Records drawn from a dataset
________________________
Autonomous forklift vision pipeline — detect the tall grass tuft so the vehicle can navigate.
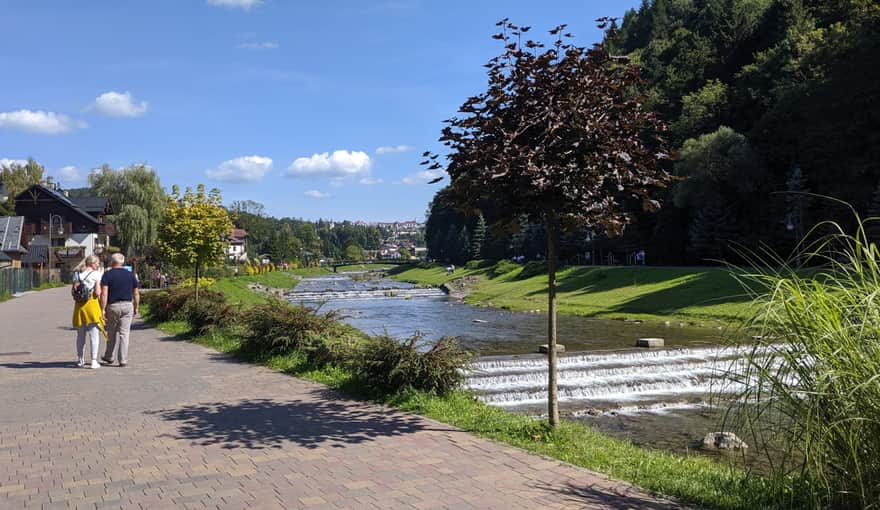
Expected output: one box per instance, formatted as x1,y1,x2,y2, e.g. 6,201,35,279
728,209,880,509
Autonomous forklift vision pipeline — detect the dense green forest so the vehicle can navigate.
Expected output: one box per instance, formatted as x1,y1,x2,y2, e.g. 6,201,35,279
227,200,383,263
426,0,880,265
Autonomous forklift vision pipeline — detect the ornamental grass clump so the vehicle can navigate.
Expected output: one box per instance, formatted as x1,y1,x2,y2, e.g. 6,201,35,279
729,212,880,509
351,334,473,396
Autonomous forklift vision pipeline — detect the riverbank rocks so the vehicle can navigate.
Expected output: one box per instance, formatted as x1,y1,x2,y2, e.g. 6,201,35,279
247,283,288,298
537,344,565,354
702,432,748,450
440,276,481,300
635,338,664,348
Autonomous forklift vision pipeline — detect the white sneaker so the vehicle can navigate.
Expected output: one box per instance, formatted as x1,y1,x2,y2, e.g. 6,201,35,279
76,358,85,368
90,360,101,369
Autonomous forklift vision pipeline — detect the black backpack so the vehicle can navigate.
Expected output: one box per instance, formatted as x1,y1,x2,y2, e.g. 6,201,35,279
72,271,94,303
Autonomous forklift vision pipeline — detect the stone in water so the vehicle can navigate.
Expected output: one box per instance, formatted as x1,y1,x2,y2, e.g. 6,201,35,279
635,338,664,348
537,344,565,354
702,432,748,450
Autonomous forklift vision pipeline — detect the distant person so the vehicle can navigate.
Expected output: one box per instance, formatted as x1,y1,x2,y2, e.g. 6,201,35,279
71,255,103,369
100,253,140,367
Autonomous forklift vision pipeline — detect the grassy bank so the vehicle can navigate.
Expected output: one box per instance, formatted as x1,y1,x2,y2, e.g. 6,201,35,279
143,299,800,510
389,262,752,323
210,271,300,305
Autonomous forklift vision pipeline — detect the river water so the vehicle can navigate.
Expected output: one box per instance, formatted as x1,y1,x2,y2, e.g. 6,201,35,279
290,272,752,459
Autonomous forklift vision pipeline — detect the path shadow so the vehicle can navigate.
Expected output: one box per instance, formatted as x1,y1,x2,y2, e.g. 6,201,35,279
0,361,77,369
149,390,432,450
531,480,685,509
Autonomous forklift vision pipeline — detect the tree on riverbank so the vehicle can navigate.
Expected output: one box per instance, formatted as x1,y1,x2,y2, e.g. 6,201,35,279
157,185,232,301
429,20,671,427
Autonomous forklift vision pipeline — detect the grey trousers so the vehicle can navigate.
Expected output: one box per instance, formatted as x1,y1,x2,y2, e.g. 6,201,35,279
104,302,134,364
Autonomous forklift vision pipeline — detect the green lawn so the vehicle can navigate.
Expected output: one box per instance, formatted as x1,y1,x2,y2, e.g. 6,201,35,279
210,271,300,306
389,262,755,324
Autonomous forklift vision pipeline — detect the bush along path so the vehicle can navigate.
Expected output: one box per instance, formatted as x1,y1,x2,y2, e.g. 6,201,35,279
142,286,809,510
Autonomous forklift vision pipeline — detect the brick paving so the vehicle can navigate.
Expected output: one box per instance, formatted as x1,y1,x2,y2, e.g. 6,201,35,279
0,288,685,509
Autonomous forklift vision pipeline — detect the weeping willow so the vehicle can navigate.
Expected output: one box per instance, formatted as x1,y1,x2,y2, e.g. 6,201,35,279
90,164,167,256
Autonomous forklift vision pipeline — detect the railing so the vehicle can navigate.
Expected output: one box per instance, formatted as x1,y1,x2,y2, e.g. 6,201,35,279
0,268,51,297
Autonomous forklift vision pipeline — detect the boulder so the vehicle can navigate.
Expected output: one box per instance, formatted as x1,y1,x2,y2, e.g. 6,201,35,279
702,432,748,450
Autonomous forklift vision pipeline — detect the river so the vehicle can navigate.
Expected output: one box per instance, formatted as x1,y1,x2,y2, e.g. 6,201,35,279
290,271,752,460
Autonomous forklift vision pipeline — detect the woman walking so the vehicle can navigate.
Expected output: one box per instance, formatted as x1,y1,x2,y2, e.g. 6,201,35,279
72,255,104,369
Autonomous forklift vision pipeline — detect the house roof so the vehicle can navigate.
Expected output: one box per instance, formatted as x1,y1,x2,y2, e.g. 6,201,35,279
231,228,248,239
15,184,104,226
21,244,48,265
0,216,26,255
69,196,111,215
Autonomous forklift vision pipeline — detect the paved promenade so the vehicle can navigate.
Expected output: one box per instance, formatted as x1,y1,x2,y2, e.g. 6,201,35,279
0,288,684,509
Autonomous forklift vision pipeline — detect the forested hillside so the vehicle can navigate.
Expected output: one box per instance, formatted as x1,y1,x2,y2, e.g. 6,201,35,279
427,0,880,265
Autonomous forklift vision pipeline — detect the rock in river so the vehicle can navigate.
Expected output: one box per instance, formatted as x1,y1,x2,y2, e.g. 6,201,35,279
702,432,748,450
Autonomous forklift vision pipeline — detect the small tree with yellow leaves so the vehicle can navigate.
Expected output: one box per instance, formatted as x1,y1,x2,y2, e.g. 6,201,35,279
157,185,232,301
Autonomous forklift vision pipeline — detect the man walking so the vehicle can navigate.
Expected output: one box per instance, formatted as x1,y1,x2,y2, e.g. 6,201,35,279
100,253,140,366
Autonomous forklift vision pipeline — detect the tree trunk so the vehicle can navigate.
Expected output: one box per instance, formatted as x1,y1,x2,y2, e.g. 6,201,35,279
546,211,560,429
194,260,200,303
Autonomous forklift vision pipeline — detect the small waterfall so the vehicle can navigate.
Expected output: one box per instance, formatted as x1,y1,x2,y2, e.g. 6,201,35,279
289,288,447,301
465,345,763,410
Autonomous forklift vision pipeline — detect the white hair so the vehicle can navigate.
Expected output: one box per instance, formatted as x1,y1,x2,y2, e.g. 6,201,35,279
111,253,125,266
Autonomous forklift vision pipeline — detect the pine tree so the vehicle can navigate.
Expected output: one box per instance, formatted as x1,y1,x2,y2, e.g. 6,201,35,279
456,226,470,264
470,213,487,260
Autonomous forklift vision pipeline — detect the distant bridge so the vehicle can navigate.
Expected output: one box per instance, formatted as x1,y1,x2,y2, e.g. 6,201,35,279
329,259,411,272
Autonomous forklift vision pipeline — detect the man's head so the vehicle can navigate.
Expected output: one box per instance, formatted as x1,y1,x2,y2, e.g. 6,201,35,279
110,252,125,268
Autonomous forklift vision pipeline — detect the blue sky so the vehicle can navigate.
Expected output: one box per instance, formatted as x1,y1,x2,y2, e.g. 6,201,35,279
0,0,637,222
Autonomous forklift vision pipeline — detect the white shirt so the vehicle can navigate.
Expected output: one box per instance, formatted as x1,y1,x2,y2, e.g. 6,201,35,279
76,269,103,294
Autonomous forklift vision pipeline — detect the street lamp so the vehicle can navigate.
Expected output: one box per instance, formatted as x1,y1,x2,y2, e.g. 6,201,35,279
47,213,64,274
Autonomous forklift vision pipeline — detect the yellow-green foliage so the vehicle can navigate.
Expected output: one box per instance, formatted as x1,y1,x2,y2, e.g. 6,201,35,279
179,276,215,288
156,184,232,294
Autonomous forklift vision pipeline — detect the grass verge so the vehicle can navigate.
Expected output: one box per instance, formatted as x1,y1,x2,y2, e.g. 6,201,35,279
144,309,797,510
209,272,300,306
389,262,753,324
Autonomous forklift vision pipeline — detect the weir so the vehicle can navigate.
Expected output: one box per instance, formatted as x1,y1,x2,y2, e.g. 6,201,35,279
465,345,766,411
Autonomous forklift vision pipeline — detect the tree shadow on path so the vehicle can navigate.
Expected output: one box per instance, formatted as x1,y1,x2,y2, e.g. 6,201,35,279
149,389,440,450
530,480,686,509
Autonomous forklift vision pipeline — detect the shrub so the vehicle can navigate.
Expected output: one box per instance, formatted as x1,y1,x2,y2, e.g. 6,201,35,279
202,265,234,279
182,292,236,333
517,261,547,279
142,288,194,322
490,260,520,277
179,276,216,288
350,335,472,396
728,213,880,509
238,301,339,357
465,259,496,270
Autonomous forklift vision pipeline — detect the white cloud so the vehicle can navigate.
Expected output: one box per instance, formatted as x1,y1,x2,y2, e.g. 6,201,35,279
207,0,262,10
304,190,330,199
286,150,372,179
0,158,28,168
0,109,85,134
359,177,384,185
238,41,279,50
206,155,273,182
57,166,82,183
90,91,148,117
375,144,414,155
402,169,444,185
________________________
### [WORK INSTRUCTION]
Retype only the lines that run from the first line of the entries above to the line containing "Autonomous forklift vision pipeline — detect the riverbank", both included. Do not carry over any pictures.

### [TASK OUTPUT]
Autonomous forklift vision pipeline — detect the tall grass tuft so the vehicle can navigate.
Expected output: one box per instance, formatted as x1,y1,x2,y2, e.g. 6,201,35,279
728,209,880,509
Autonomous forklift vision pipeline — detect the dense green forest so the vehicle can navigate.
Expected output: one box per instance, formatted as x1,y1,x2,y2, e.g. 6,201,35,279
227,200,383,263
426,0,880,265
Autonomous forklift vision pipeline — detect the ornamental grass clump so the vehicle can navigate.
Expected output: one box per instance, formatted as x1,y1,x2,y2, e.g. 6,201,35,279
729,212,880,509
351,334,473,396
Autonomous forklift vision pipeline — detect the riverbank rocks so the vehicle can navigate.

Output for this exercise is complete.